ABOUT THIS EXERCISE:
Leave out the pictures and copy each record below exactly.

(DATA EXCERPTS)

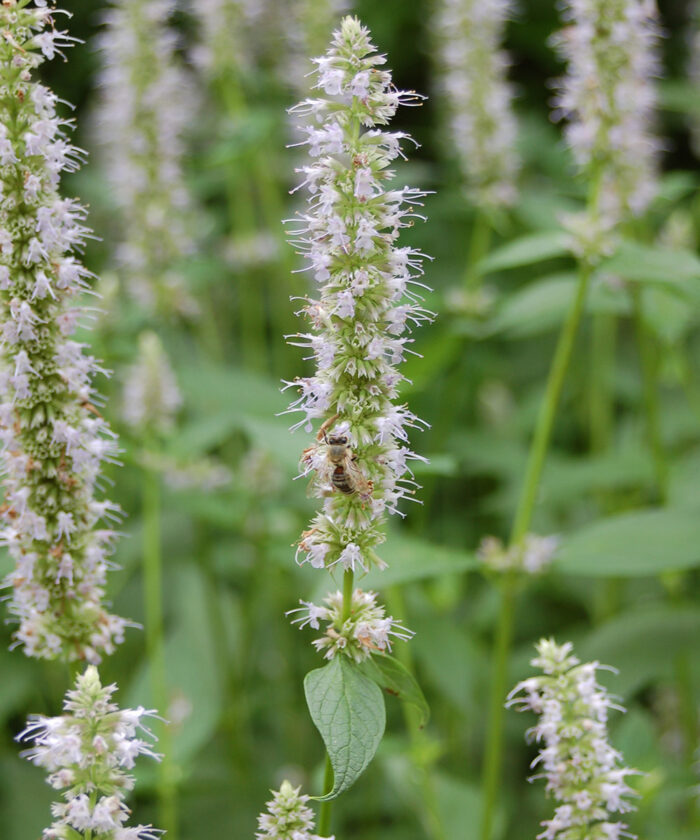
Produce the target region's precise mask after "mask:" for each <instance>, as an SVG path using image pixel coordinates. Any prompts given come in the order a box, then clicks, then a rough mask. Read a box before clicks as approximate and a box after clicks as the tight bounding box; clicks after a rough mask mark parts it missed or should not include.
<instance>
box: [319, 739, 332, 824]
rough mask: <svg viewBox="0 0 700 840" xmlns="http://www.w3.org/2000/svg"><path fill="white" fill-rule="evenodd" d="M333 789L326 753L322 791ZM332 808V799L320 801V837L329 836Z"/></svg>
mask: <svg viewBox="0 0 700 840" xmlns="http://www.w3.org/2000/svg"><path fill="white" fill-rule="evenodd" d="M332 790H333V765H332V764H331V757H330V756H329V755H328V753H326V769H325V772H324V774H323V792H324V793H330V792H331V791H332ZM332 809H333V801H332V800H331V799H326V800H325V801H324V802H322V803H321V810H320V812H319V815H318V833H319V836H321V837H328V836H330V830H331V811H332Z"/></svg>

(End DATA EXCERPTS)

PROBLEM SOLUTION:
Produce the target region's precise mask after "mask:" for each <instance>, as an SVG path using image pixel coordinates. Any prompts given come in the order a box, then clicks, then a rough mask. Read a box before clicks as approximate and a box after clicks as the tight bounding box; clicks after a rough mask mark parts it missed or should not include.
<instance>
box: [319, 739, 332, 824]
rough mask: <svg viewBox="0 0 700 840" xmlns="http://www.w3.org/2000/svg"><path fill="white" fill-rule="evenodd" d="M333 789L326 753L322 791ZM332 808V799L320 801V837L329 836Z"/></svg>
mask: <svg viewBox="0 0 700 840" xmlns="http://www.w3.org/2000/svg"><path fill="white" fill-rule="evenodd" d="M332 790H333V765H332V764H331V757H330V756H329V755H328V753H326V769H325V772H324V774H323V792H324V793H330V792H331V791H332ZM332 809H333V801H332V800H331V799H326V800H325V801H324V802H322V803H321V810H320V812H319V815H318V833H319V836H321V837H328V836H330V830H331V811H332Z"/></svg>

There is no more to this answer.